Direction 1: Extract from the records every line starting with the line that contains "Definition first: for each instance of the mud" and going on through the end of the records, repeating each line word for word. Leave the pictures out of your answer.

##### Passage provided

Nice! Thanks for sharing.


----------



## night crawler (Aug 30, 2016)

Wonderful explore, fair play you going down there, I'd want to know I could get out. The beer cans date to the 1970's (I remember them)I don't think beer came in cans before then but they have become collectable though those look a bit beyond it to me


----------



## Brewtal (Aug 30, 2016)

Nice work once again mate! Was this the one you messaged me about? Well done for going for it. That last shot is great.


----------



## tazong (Aug 30, 2016)

Good on you for carrying on - you got some great shots there - the last one i really liked.


----------



## Gromr (Aug 30, 2016)

Yes it was! Its bloody scary being underground like that! Glad I did it though. 
That last photo was taken by my friend on a point & shoot camera, looks awesome


----------



## Brewtal (Aug 30, 2016)

Fair play mate good effort! Gutted I wasn't there though!


----------



## flyboys90 (Aug 31, 2016)

Great shots,Thanks for sharing


----------



## druid (Sep 1, 2016)

An interesting set of photos, thanks.


----------



## SlimJim (Sep 4, 2016)

Cave spiders are alright  You can brush them out the way gently and they're normally pretty cool. Decent underground space though, I wanted to do this one before I moved but alas no time  Sweet set of photos. Was there much of a drop down the shaft? Mines can be a specialised kinda derp in themselves, I've drawn the line at a few.


----------



## Gromr (Sep 5, 2016)

The drop was about 10m give or take. Good to know the spiders were pretty harmless, even if they didn't look too friendly.

This was meant to be one of the 'Safer' mines, and it did seem pretty solid once we got in. However you are right about it being more specialised, I was all for doing lots of mine explores until actually doing one. I would also certainly draw the line at many now too.


----------



## SlimJim (Sep 5, 2016)

Gromr123 said:


> The drop was about 10m give or take. Good to know the spiders were pretty harmless, even if they didn't look too friendly.
> 
> This was meant to be one of the 'Safer' mines, and it did seem pretty solid once we got in. However you are right about it being more specialised, I was all for doing lots of mine explores until actually doing one. I would also certainly draw the line at many now too.



Wales and Up North are normally the worst  Gotta draw the line somewhere, but limits are always there to be broken


----------

##########

Direction 2: Copy the forum thread word for word, starting with "Nice work once" and going on through "tazong (Aug 30, 2016)".

##### Exercise data

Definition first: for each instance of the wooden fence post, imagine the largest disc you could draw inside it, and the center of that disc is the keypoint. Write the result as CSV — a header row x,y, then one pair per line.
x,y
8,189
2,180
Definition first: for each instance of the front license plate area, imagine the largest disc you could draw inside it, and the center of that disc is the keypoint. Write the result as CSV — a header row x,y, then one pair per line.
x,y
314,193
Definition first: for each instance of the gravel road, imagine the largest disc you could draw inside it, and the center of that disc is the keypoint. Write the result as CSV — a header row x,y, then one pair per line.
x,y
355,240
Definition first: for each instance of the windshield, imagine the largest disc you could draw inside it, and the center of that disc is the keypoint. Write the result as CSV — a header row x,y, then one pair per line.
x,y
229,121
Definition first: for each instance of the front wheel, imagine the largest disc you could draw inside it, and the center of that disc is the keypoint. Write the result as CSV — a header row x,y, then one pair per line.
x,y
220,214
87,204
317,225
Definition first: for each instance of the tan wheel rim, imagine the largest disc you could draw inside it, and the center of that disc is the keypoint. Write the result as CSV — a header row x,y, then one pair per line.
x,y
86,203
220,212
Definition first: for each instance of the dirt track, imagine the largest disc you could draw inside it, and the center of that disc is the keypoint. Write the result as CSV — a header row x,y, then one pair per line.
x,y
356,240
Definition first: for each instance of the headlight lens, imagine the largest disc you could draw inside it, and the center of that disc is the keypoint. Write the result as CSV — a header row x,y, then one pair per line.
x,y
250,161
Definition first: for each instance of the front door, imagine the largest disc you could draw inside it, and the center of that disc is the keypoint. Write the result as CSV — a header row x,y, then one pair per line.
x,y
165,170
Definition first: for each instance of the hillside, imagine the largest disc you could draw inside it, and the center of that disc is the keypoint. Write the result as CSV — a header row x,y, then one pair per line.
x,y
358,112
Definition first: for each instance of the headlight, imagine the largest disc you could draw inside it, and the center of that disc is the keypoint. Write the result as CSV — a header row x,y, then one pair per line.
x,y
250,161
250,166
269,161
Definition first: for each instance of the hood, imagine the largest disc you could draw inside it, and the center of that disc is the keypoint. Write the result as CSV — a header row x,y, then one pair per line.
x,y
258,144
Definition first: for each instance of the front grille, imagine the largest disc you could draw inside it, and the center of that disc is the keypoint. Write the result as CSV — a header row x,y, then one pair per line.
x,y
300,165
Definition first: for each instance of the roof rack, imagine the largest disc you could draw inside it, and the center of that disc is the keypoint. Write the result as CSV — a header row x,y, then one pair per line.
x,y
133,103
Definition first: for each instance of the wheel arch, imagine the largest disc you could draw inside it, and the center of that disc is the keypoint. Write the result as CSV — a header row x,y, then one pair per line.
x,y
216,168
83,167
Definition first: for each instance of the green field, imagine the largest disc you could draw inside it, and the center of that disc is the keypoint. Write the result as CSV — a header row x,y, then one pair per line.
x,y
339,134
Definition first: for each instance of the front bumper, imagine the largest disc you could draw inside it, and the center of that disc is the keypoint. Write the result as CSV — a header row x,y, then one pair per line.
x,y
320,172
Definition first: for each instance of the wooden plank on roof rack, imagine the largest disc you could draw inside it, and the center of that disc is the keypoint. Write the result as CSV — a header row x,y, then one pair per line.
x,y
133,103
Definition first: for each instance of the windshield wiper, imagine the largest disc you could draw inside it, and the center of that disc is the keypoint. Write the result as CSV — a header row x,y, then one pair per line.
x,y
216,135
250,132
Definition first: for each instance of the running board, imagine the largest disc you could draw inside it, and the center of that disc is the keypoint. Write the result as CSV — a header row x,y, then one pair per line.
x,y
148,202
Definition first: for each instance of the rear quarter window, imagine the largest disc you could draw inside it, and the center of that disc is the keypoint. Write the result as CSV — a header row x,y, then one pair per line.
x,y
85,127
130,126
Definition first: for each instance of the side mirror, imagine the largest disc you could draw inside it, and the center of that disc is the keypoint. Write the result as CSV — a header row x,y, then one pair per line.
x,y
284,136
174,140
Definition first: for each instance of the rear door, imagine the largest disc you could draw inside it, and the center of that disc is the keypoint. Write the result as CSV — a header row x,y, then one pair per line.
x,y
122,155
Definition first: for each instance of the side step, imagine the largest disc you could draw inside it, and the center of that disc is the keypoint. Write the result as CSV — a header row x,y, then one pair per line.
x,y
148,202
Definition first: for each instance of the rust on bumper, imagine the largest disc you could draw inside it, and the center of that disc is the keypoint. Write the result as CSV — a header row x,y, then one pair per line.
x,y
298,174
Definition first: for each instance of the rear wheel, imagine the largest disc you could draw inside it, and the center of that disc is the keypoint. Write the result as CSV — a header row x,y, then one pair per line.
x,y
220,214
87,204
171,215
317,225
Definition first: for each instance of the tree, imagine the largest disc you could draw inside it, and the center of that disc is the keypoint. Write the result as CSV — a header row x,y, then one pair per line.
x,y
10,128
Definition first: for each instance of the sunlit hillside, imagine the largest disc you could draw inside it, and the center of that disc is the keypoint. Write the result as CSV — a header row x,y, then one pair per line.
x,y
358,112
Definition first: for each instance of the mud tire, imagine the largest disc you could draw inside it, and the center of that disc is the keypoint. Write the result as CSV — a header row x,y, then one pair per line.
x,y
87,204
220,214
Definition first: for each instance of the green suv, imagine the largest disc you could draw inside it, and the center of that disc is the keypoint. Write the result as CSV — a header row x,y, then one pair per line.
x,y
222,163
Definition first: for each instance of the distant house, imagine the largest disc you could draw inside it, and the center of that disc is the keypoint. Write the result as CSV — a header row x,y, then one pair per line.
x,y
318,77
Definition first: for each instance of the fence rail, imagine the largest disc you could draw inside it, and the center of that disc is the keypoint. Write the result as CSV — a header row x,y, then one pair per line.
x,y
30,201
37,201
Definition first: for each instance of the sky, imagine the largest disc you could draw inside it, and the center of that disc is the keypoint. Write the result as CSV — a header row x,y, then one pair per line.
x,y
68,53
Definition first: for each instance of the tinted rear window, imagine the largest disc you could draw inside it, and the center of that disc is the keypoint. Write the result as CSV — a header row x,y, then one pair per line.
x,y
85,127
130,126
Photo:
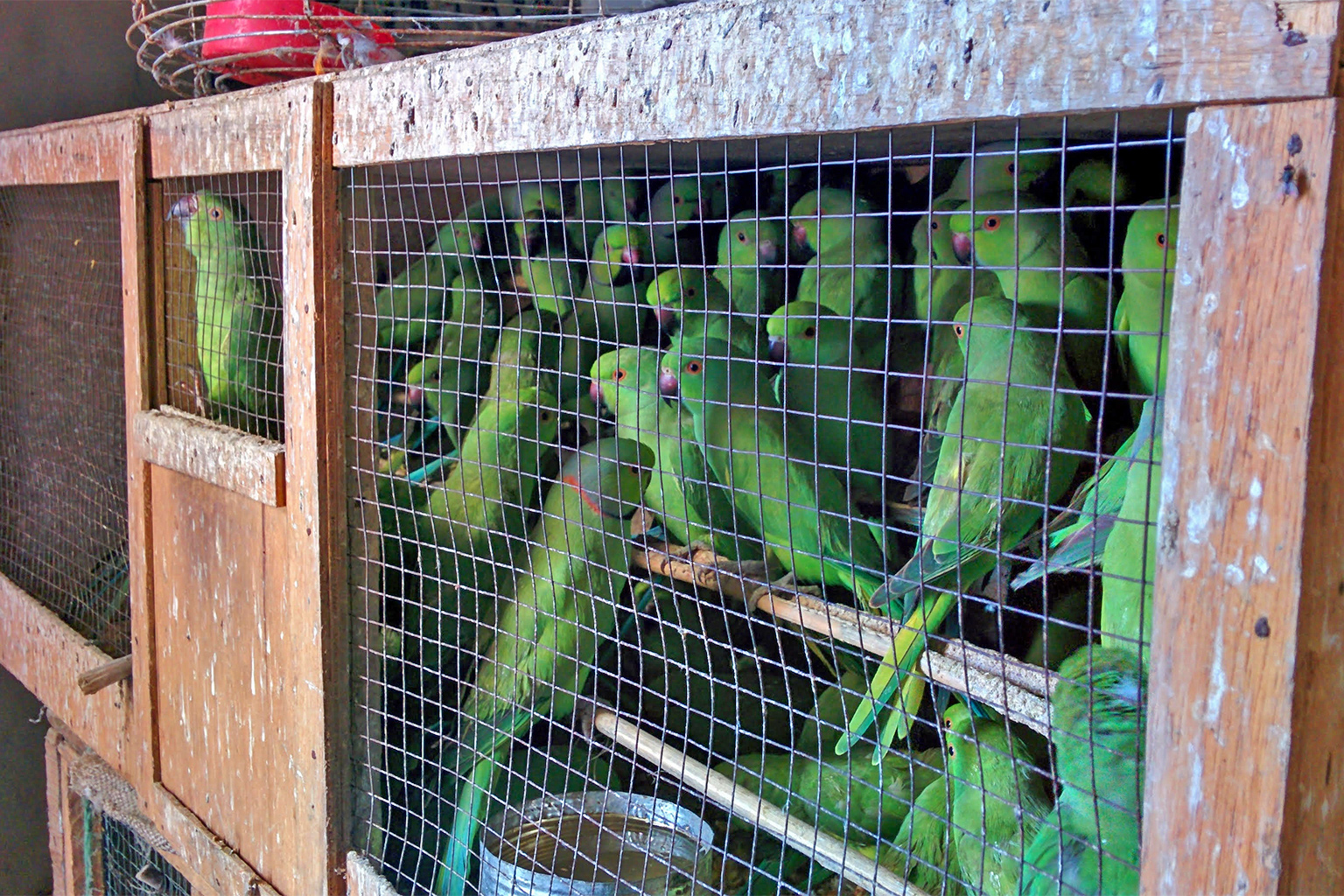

##########

Full response 1:
Definition first: for each instance of the mud tire, imagine the largest disc you could draw inside it, and the center of that disc is the keypoint. Write the result as CSV — a header row x,y, then one pair per line.
x,y
87,204
220,214
Definition first: for each instance of the green suv, imagine the largest disc you could draw inside it, and the center of that disc is the keypoint. Write the result as CSV — a header row x,y, then one pair per line.
x,y
222,163
Definition first: for each instance of the distant house, imagine the largest disc you could draw inside it, and the center of that disc is the keypoint. Write the result as CSV — a header row x,y, then one pair per line.
x,y
318,77
Definition first: for each instance of the fence rail, imagine the largest disc you could draw inside it, and the center of that disc is the keypoint. Write the result as CSV — a header row x,y, then one pair per line.
x,y
30,201
37,201
Definition first: for each instance of the sky, imagine the largest disc you could draw inside it, and the center of that disc is the keypoint. Write the result as CSV — a header row x,y, then one pair per line.
x,y
68,53
Definition first: for each instance of the tinted rear window, imagine the largest disc you could draw inside it, and the center of that disc is the keypoint. Write the result as CSV — a header row x,y, then one pair per line.
x,y
85,127
130,126
Photo:

Full response 2:
Nice work once again mate! Was this the one you messaged me about? Well done for going for it. That last shot is great.


----------



## tazong (Aug 30, 2016)